* TEXT:
----

Monday, October 27, 2025

Bedlam

With Halloween coming up, it might be a bit surprising that I haven't done much in the way of horror this month. But a nominal horror movie I recorded some months back is coming up on TCM again in the run-up to Halloween, so I watched it in order to be able to do the post here. That movie is Bedlam, which gets a showing tomorrow (October 28) at 3:30 PM.

It's 1761, which an opening title card informs us is the Age of Reason in Britain. St. Mary Bethlehem, which understandably got shortened to "Bedlam" and is a real place that is indeed the source of the word "bedlam" in modern English, is an insane asylum treating -- for some values of treating, as we'll see later in the movie -- mental patients. One of the patients tries to escape and falls off a roof to his death. At the same time, wealthy Lord Mortimer (Billy House) is driving by the asylum and, seeing the commotion, realizes the dead man is an acquaintance.

Mortimer has a girlfriend Nell (Anna Lee), who hears about this, and is horrified. What she doesn't know is things are a whole lot worse than this. Quaker stonemason Hannay (Richard Fraser) sees the head of the asylum, George Sims (Boris Karloff), about a job, and is offered the job on the understanding that he quote an official price more than what he told Sims he could do it for, with each of them pocketing some of the difference since the money is coming from the government. This sort of graft is a sign that there's more going wrong in the management of the asylum.

----

[Region pointing data]
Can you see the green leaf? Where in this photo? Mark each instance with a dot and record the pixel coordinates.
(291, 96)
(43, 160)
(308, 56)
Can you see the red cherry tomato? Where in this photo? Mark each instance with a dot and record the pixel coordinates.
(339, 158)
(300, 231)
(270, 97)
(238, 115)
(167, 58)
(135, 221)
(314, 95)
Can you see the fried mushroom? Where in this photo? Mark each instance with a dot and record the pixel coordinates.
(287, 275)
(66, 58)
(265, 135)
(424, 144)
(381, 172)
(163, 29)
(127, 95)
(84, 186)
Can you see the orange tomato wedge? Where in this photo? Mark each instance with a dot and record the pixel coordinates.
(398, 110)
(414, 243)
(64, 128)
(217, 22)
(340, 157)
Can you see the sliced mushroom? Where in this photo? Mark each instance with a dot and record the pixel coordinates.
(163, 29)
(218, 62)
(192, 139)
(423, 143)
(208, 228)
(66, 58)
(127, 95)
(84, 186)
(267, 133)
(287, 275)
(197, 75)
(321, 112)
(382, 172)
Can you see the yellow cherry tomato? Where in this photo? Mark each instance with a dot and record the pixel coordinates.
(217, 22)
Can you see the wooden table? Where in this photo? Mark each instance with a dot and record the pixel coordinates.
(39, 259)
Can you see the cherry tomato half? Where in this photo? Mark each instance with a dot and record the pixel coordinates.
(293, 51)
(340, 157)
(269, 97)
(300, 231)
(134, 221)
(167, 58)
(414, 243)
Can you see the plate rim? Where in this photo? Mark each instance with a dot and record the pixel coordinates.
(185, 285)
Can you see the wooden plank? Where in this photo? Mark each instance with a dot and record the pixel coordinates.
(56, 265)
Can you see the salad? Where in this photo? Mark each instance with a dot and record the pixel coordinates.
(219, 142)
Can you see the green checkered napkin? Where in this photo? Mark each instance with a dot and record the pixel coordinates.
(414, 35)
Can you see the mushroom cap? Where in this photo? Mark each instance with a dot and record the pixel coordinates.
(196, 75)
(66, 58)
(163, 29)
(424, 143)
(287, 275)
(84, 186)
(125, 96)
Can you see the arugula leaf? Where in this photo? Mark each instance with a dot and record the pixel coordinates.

----

* YOUR OBJECTIVE: Condense the paragraph of the Bedlam post that begins "Mortimer has a girlfriend Nell" into a short bulleted list that keeps its main facts.

* ANSWER BOX:
- Nell (Anna Lee), Lord Mortimer's girlfriend, hears about the death and is horrified.
- She does not know that things are much worse.
- Quaker stonemason Hannay (Richard Fraser) asks asylum head George Sims (Boris Karloff) about a job.
- Sims offers it if Hannay quotes an official price higher than his real one, with the two pocketing the difference, since the government is paying.
- This graft signals more trouble in how the asylum is run.